西南日本及び世界の他地域における深部低周波微動の高度モニタリング手法の開発

研究課題

研究課題/領域番号 12F02329
研究機関東京大学

研究代表者

小原 一成  東京大学, 地震研究所, 教授

研究分担者 CHAO Tzu-kai  東京大学, 地震研究所, 外国人特別研究員
キーワード深部低周波微動 / トリガリング / プレート境界 / 活断層
研究概要

西南日本のプレート境界巨大地震震源域周縁部では、深部低周波微動の顕著な活動が既に明らかにされているが、日本列島の他の場所では、北海道で大地震の表面波によってトリガーされた活動以外には知られていない。そこで、まず日本列島全体における深部低周波微動活動ポテンシャルを明らかにするために、大地震の表面波によってトリガーされる微動の探索を目的として、日本国内のすべての観測点のデータを解析し深部低周波微動の有無を調査した。その結果、これまで知られている西南日本や北海道だけでなく、関東北西部、九州南西部、及び九州東方の日向灘でも深部低周波微動が発生していることが明らかになった。これらの深部低周波微動の存在は、その場所で定常的に深部低周波微動が発生している可能性を示すものであり、活断層の深部におけるゆっくりすべりを反映する可能性がある。以上の結果を2012年12月に米国サンフランシスコ市で開催された米国地球物理学連合において発表した。また、カナダのクイーンシャーロッテ諸島において、2011年3月11日に発生した東北地方太平洋沖地震などの大地震の表面波によってトリガーされた深部低周波微動の存在を明らかにし、その研究論文は米国地球物理学連合の雑誌に掲載された。
以上のトリガー微動だけでなく、西南日本に定常的に発生している深部低周波微動の発生位置等を高精度に把握するため、米国で開発された微動検知システム(WECC)を西南日本の微動データに適応するためのパラメータ調整、システム改良を行ない、微動のカタログ作成に着手した。また、世界の他地域で発生する深部低周波微動活動を解明するため、台湾におけるデータ解析を進め、付近で発生したマグニチュード6の地震の後に微動活動が活性化したことを明らかにした。台湾では、ユーラシアプレートとフィリピン海プレートの沈み込みの関係が南北で逆転するなどテクトニクスが複雑であり、沈み込むプレートの形状も明確ではないため、深部低周波微動の分布を精度良く推定することで、テクトニクスの解明に繋がる可能性があり、深部低周波微動の研究はその意味でも非常に重要である。

作業内容:
A - 深部低周波微動に関する本文によると、台湾で微動活動が活性化したのはどのような出来事の後か。
B - 深部低周波微動に関する本文の最後の文に続けて、その先の内容を書け。

データ:
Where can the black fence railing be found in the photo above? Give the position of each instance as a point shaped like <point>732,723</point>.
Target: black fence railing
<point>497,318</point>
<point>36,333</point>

解答:
A - 付近で発生したマグニチュード6の地震の後。

B -
現在までの達成度 (区分)
現在までの達成度 (区分)

2: おおむね順調に進展している

理由

既存の日本側システムによって作成されたカタログとの比較については着手していないものの、日本国内のプレート沈み込みに関連しない新たな深部低周波微動の発生を認識できたことは特筆すべき点である。また、2年目以降に予定していた台湾における深部低周波微動の解析が進んだため、研究計画全体としては、おおむね順調に進展していると判断できる。

今後の研究の推進方策

西南日本の深部低周波微動活動の把握精度向上のため、引き続き新たな深部低周波微動検知システムの適用を進めるとともに、既存のカタログとの比較を行ない、システム改良に反映させる。日本で新たに検出された、プレート沈み込みとは関連しない深部低周波微動について、深部低周波微動源やその発生メカニズムに関する解析を進めるとともに、台湾における深部低周波微動活動の解析結果を取りまとめ、論文執筆を進める。

  • 研究成果

    (4件)

すべて 2013 2012

すべて 雑誌論文 (2件) (うち査読あり 2件) 学会発表 (2件)

  • [雑誌論文] Tremors along the Queen Charlotte Margin triggered by large teleseismic earthquakes2013

    • 著者名/発表者名
      C. Aiken, Z. Peng, K. Chao
    • 雑誌名

      GEOPHYSICAL RESEARCH LETTERS

      巻: VOL. 40 ページ: 1-6

    • DOI

      doi:10.1002/grl.50220

    • 査読あり
  • [雑誌論文] Tectonic Tremor beneath Cuba Triggered by the Mw 8.8 Maule and Mw 9.0 Tohoku-Oki Earthquakes2013

    • 著者名/発表者名
      Z. Peng, H. Gonzalez-Huizar, K. Chao, C. Aiken, B. Moreno, G. Armstrong
    • 雑誌名

      Bulletin of the Seismological Society of America

      巻: Vol. 103, No. 1 ページ: 595-600

    • DOI

      doi:10.1785/0120120253

    • 査読あり
  • [学会発表] Widespread Triggered Tremor in Japan Following the 2012 Mw8.6 Sumatra Earthquake2012

    • 著者名/発表者名
      K. Chao, K. Obara
    • 学会等名
      American Geophysical Union Fall Meeting
    • 発表場所
      San Francisco (USA)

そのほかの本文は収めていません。